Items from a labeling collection

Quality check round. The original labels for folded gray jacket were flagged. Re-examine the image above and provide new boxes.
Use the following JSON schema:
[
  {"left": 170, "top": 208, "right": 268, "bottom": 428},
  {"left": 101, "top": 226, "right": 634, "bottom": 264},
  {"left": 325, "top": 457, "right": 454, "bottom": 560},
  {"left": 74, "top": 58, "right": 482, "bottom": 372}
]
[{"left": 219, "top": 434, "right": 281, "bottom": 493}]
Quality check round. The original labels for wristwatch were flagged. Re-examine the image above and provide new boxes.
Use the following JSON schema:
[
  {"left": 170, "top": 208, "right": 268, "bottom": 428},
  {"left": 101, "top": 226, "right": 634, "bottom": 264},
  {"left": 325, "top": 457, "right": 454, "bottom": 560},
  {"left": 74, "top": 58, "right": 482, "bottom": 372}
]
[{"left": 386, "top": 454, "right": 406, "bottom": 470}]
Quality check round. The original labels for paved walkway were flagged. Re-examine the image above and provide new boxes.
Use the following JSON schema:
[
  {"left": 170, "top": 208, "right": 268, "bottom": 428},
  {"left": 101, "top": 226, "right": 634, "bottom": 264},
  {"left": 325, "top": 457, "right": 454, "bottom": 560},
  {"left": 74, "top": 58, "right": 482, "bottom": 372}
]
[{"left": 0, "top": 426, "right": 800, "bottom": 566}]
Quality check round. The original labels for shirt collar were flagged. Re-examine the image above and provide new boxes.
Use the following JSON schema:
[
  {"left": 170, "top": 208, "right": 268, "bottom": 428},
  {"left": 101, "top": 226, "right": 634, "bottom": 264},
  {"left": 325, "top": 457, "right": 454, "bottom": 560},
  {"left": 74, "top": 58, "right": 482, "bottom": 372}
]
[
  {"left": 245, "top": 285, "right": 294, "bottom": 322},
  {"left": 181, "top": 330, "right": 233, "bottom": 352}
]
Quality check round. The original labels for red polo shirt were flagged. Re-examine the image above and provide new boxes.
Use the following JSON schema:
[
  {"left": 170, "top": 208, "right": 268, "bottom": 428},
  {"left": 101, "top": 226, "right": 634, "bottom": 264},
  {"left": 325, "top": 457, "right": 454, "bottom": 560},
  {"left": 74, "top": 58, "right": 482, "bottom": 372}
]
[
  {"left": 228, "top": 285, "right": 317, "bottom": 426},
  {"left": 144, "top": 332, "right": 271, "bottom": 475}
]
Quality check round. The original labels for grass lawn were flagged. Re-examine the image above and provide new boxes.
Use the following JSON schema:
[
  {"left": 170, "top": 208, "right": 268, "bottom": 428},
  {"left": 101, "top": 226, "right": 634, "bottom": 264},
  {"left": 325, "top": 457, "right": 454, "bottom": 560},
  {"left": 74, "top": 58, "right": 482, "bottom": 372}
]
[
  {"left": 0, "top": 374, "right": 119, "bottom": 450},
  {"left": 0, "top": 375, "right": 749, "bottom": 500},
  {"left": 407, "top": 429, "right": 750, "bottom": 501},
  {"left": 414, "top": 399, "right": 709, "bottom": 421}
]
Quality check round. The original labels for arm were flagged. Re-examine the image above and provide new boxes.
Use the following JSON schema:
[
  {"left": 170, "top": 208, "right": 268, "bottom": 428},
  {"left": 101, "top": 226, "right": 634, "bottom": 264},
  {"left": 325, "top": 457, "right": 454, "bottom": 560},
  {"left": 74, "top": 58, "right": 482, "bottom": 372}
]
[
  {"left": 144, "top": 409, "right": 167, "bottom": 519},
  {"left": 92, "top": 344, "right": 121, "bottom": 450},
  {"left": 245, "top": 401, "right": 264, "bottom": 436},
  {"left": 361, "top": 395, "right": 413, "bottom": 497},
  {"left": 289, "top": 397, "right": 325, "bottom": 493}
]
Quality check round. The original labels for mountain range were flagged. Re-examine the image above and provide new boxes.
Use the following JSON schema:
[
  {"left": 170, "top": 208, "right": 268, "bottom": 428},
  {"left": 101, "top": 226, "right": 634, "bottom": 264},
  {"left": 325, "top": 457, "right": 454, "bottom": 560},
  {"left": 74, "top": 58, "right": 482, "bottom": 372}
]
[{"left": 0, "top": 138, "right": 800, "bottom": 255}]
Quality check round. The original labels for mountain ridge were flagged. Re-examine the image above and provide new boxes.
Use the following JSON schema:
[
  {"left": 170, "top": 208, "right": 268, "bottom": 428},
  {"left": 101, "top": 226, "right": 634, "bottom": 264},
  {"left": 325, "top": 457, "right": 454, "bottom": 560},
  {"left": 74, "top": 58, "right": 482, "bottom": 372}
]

== DIRECTION ==
Count the lines of the records above that contain the word "labels", and give only that number.

== FINISHED TASK ==
9